## Text shown

=======

King James Bible History
Why King James I Wanted a New Bible
Marilyn Stewart
Guest Writer
Every baby born in Great Britain in 1953 – the year of Elizabeth II’s coronation – was presented a King James Version Bible, by order of the Queen. British writer Hugh Williams counted the King James Version among the top 50 things every person should know about British history. Literature, movies, and politicians have quoted from it.
Scholars agree, the KJV has left an indelible mark on history.
But when James I, son of the ill-fated Mary, Queen of Scots, authorized the translation in his first year of reign, other English translations were readily available. One translation, the groundbreaking Geneva Bible, was widely popular for its illustrations, marginal notes, and comments.
So why did James I call for a new Bible? Why did the new king, whose hands were full keeping peace between the Anglicans and the Puritans, commission yet another translation?
Searching for Middle Ground
After Elizabeth I died in 1603, James VI of Scotland became James I, a sovereign uniting England and Scotland. The religious factions within his realm, however, remained divided.
Trouble began when James I was stopped en route to his London coronation by a Puritan delegation. Buoyed by the status enjoyed by the like-minded Scottish Presbyterians, the Puritans hoped their king would give an ear to their petition for change.
The Anglicans – the Church of England – panicked when James I granted one of the Puritans’ requests, not realizing he acted to avoid the same problems he had experienced with his Presbyterian countrymen. The new king didn’t want trouble.
James I quickly convened the Hampton Court Conference to reconcile the opposing sides. Puritan objections centered on the Book of Common Prayer and practices they considered unbiblical.
It was soon apparent the King sided with the Anglicans. James I rejected the Puritan demands, but it was their loyalty to the Geneva Bible that bothered him most.

=======

## Problems to work on
1 > Answer these questions using the text on King James Bible history:
(a) In what year was every baby born in Great Britain given a King James Version Bible?
(b) Who stopped James I on his way to his London coronation?
(c) What gathering did James I convene to reconcile the opposing sides?
2 > Decide whether each statement agrees with the text on King James Bible history. Answer yes or no and quote the words that decide it.
(a) The Geneva Bible was popular for its illustrations and marginal notes.
(b) James VI of Scotland became James I after Elizabeth I died in 1603.
(c) James I sided with the Puritans at the Hampton Court Conference.
This material comes from a separate source.

[Image point annotation entries]
=======

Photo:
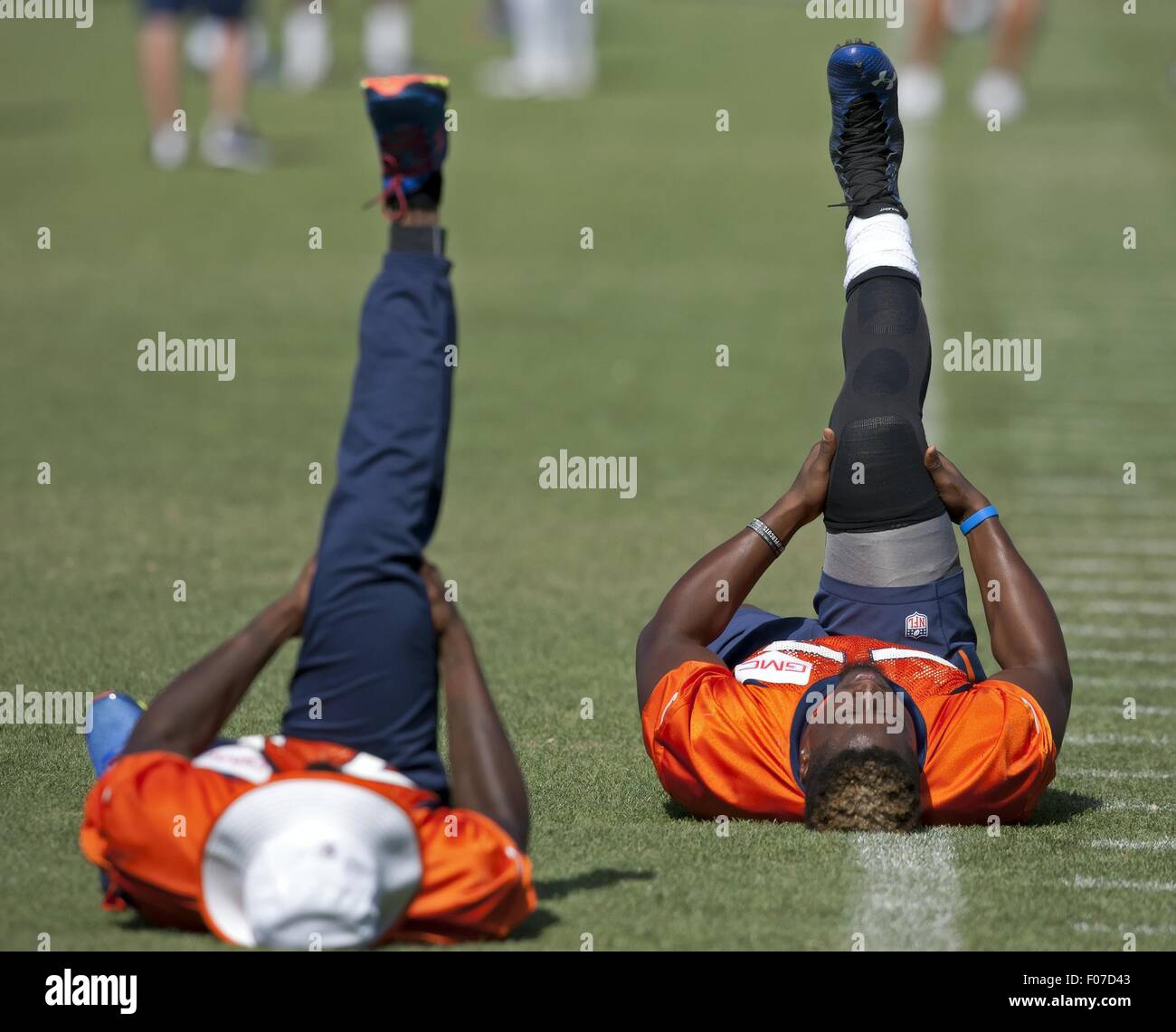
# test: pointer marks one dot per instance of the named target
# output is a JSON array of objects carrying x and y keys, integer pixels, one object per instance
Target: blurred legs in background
[
  {"x": 999, "y": 87},
  {"x": 226, "y": 140},
  {"x": 554, "y": 52},
  {"x": 307, "y": 47}
]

=======

## Per-task answers
1 >
(a) 1953
(b) A Puritan delegation
(c) The Hampton Court Conference

2 >
(a) Yes: "widely popular for its illustrations, marginal notes, and comments"
(b) Yes: "After Elizabeth I died in 1603, James VI of Scotland became James I"
(c) No: "It was soon apparent the King sided with the Anglicans."